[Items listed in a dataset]

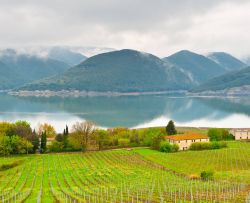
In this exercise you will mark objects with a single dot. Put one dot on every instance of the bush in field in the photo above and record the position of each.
(217, 134)
(56, 146)
(167, 147)
(123, 142)
(197, 146)
(156, 141)
(207, 175)
(14, 145)
(170, 128)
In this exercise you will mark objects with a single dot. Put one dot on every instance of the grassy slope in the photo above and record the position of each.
(230, 163)
(121, 174)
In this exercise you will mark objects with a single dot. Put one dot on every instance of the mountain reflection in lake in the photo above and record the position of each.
(131, 111)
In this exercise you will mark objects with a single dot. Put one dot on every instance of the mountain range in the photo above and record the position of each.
(61, 68)
(198, 67)
(118, 71)
(235, 82)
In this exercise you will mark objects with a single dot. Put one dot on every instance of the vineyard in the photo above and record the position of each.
(139, 175)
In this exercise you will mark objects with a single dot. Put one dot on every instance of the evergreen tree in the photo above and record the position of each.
(170, 128)
(67, 130)
(65, 136)
(35, 141)
(43, 142)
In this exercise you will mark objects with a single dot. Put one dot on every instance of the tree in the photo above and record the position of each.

• Exercise requirements
The records shown above are to be repeated exactly, with the pictures left out.

• Solution to this exercise
In this exercise you will mark objects with a single dot. Put one dot on every instance of the bush in field in the photo above and record the position of each.
(217, 134)
(56, 146)
(167, 147)
(123, 142)
(197, 146)
(156, 141)
(207, 175)
(14, 145)
(170, 128)
In this exercise you will mark objects with a single dot. Put one dot on every instance of the grassy slope in the photo above and record the position of each.
(230, 163)
(121, 174)
In this exercise you will mark objects with a single dot. Put one dot on every instance of the mountain reflection in lake in the photo above and record the position of each.
(131, 111)
In this exercise you will mark objects with a single dot. Put one dot on every instance of the mountain range in the photo above and record the position of each.
(61, 68)
(198, 67)
(118, 71)
(235, 82)
In this exercise you will mark objects with a single dot. Put one dot on every instance of the vineyard in the photo above and record the position of each.
(139, 175)
In this exercise you will mark objects with a single dot. Put one dot on every instance of the evergreen tree in the photo above and record the position of each.
(170, 128)
(67, 130)
(65, 136)
(35, 141)
(43, 142)
In this exercise you will mark objects with a single dot. Put one dot on every instance of the tree in the photo above and record the position of each.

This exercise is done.